** Start PASSAGE GIVEN **
Posted by Randy Barnett:
Great Posts About the Tonight Show With Johnny Carson:  
http://volokh.com/archives/archive_2007_07_08-2007_07_14.shtml#1184011407


   I suspect that readers do not come the Volokh Conspiracy to read about
   show business topics, but I just happened across this great
   reminiscence on Powerline by William Katz, a most interesting man who
   happened to work for a time as a talent coordinator for the Tonight
   Show during its zenith under Johnny Carson. Reading this, I was
   reminded that, when I was in college in the summer of 1971, I was in
   the audience of a Tonight Show taping when Johnny Carson, Ed McMahon
   and Doc Severinson were all there. I seem to think that there were a
   remarkable collection of noteworthy guests for that show, which was
   not always the case, but for some reason the only guest that afternoon
   (the show was taped in the afternoons) I can now recall was Jack
   Benny, of whom Katz writes very fondly in the excerpt below. I am a
   bit wistful that I cannot remember any other specifics of the show,
   but I do recall that the Tonight Show band was awesome. They played
   through most of the commercial breaks while Johnny tapped on his desk
   with a pencil and chatted with the guests. As a viewer, you had no
   idea how great the band was from the tiny bits you heard after the
   commercials, though on rare occasions, they get some air time of their
   own. As Katz writes, the audio on TVs then was too primitive to
   capture the power of the band. The Tonight Show was never my favorite
   TV show, though in those days you measured your growth by whether you
   could stay up late enough to watch it. Still, I really enjoy reading
   the whole thing [1]here and [2]here (with more posts to follow). Here
   is an excerpt:

     On Johnny Carson: He had natural talent. As I said, he was distant,
     yet could make you laugh at a staff meeting. Among his gifts was
     remarkable self-discipline and a clear sense of who he was and what
     he wanted to do. Carson would tell us that "Tonight" wasn't a talk
     show, but a variety show. And he was right. Every part of the show
     had to be strong, not just the chats.
** End PASSAGE GIVEN **
** Start THE INPUT **
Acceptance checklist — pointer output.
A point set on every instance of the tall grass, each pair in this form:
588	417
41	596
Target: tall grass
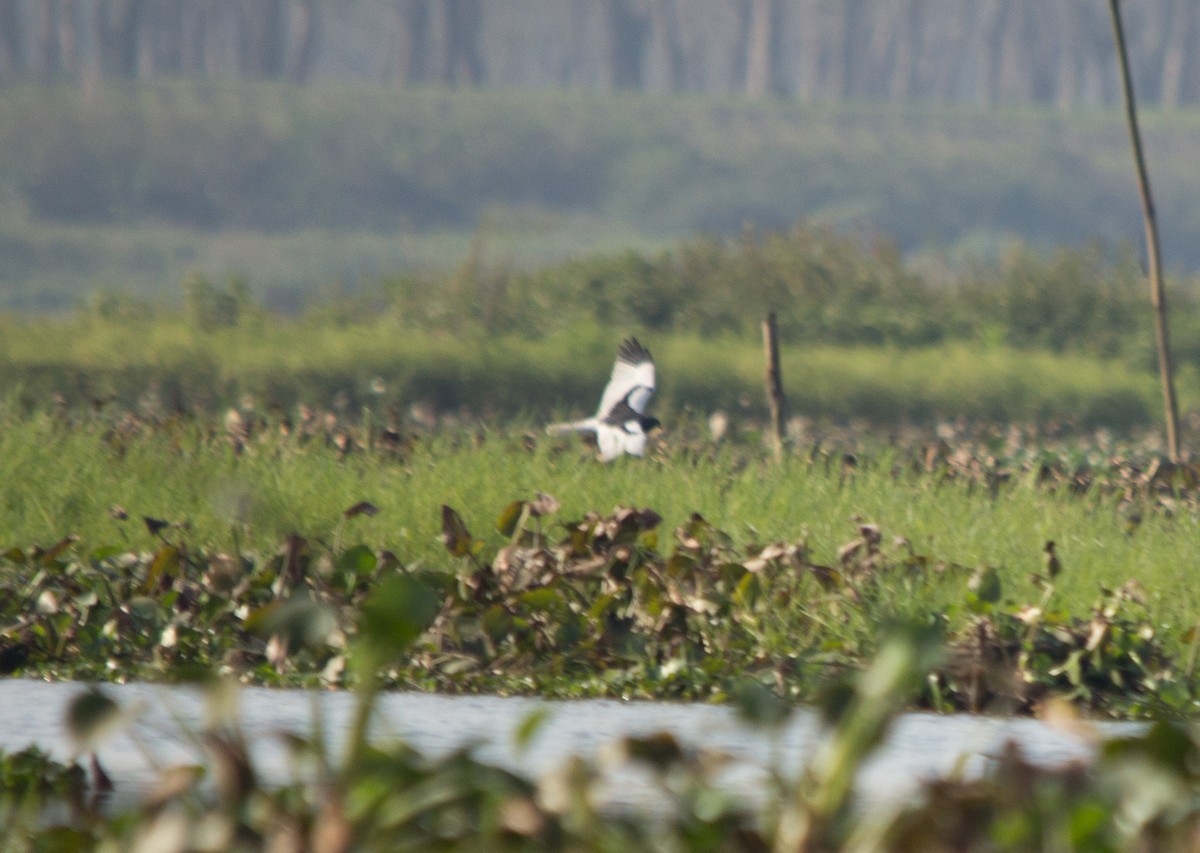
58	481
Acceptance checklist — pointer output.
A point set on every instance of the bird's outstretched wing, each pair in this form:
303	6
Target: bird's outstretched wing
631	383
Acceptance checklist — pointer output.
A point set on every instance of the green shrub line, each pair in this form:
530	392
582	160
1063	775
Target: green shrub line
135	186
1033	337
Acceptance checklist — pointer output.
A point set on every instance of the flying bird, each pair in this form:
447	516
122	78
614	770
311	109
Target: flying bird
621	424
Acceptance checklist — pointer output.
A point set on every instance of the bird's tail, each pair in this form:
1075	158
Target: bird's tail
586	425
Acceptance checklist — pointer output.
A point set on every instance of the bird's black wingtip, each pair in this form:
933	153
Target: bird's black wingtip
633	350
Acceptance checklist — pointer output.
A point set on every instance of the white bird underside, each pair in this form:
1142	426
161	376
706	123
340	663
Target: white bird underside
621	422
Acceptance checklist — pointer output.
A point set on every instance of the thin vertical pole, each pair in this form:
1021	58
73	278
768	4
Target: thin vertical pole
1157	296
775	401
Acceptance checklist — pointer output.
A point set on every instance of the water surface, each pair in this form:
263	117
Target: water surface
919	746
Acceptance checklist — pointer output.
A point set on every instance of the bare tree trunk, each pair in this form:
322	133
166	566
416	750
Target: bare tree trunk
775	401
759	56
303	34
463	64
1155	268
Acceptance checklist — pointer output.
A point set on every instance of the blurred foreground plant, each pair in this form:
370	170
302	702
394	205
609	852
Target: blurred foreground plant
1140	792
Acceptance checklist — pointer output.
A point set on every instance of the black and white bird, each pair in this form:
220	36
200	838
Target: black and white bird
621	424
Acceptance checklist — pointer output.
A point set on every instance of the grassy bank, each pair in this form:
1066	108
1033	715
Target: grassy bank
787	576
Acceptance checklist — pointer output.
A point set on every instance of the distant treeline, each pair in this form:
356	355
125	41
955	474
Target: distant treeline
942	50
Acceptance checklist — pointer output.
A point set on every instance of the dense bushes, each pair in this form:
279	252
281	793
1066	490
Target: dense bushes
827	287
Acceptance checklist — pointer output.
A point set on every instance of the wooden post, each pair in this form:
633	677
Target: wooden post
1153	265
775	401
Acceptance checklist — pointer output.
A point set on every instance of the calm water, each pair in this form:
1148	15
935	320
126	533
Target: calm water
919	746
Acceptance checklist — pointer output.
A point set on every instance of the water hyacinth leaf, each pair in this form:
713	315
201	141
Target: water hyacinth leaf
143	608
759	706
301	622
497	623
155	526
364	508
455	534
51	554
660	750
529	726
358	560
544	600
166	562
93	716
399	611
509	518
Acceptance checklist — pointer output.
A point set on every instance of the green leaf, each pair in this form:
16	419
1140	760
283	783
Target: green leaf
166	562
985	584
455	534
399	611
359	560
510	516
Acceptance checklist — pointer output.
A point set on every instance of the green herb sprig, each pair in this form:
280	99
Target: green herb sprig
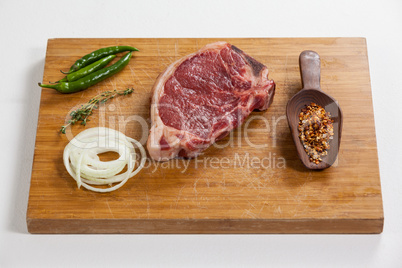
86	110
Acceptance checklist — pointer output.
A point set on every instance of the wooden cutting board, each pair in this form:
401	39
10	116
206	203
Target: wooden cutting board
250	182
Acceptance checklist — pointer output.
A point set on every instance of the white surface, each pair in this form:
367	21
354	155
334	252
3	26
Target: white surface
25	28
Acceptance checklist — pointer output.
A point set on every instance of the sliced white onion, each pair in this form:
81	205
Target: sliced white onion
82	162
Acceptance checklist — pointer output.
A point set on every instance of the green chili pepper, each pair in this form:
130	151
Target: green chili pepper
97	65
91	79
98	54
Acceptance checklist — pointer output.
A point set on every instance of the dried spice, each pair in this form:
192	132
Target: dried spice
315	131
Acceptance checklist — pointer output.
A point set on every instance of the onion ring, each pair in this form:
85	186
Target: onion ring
** End THE INPUT **
WRITTEN TASK A:
Find every line in the records that contains the word "post", and copy each of those lines.
WRITTEN TASK B:
Carry on with the Tonight Show passage, starting after its last sentence shown.
The Tonight Show passage and the records are unrelated material.

TASK RESULT A:
A point set on every instance of the wooden post, each pair in this form:
Target: wooden post

TASK RESULT B:
     In the middle of the afternoon, no matter what he was doing, Carson
     would get up and say, "I've got to do the monologue," and return to
     his office. There he'd select the jokes submitted by his writers,
     write some of his own, and learn them. When the show went on the
     air, I would look at "the board," a series of cue cards laid out
     left to right on a panel placed in front of him for the monologue.
     All it had on it were key words and phrases. Carson had essentially
     memorized the jokes. He did this every day. One of the many things
     I learned from Johnny Carson was the importance of memory in making
     presentations. Learn the material. Don't depend on a written text.
     Carson also taught, "Buy the premise, buy the bit." It's another
     good lesson, applicable to presidential candidates as well as
     comedians. If people don't buy the premise of a comedy sketch, or a
     speech, or an immigration proposal, they'll never buy the rest.
     Many in the audience don't know how difficult comedy is. It's the
     most challenging form of writing. It's far easier to make someone
     cry than laugh. In working with Carson I was reminded of the
     comment made by the great English actor Edmund Kean, presumably on
     his deathbed: "Dying is easy, comedy is hard."
     If there was a steady influence on The Tonight Show then, it was
     Jack Benny. Fred DeCordova had directed some of Jack's shows, and
     Jack, in many ways, was Johnny's mentor. Jack Benny was an
     extraordinarily sweet man, who could break you up just by looking
     at you. Once, when the show was visiting Los Angeles, DeCordova had
     a staff party and Jack came over. He related, in his style, how
     he'd just gotten a ticket for an illegal u-turn. He then turned to
     something he'd discovered -- that you could make a phone call to a
     particular number, and hear sex talk. Of course, Jack was a little
     boy, so all this came out with a sense of wonder. He had the same
     devilish personality off-camera as on. At the party, by the way, he
     rushed around to get chairs for the women.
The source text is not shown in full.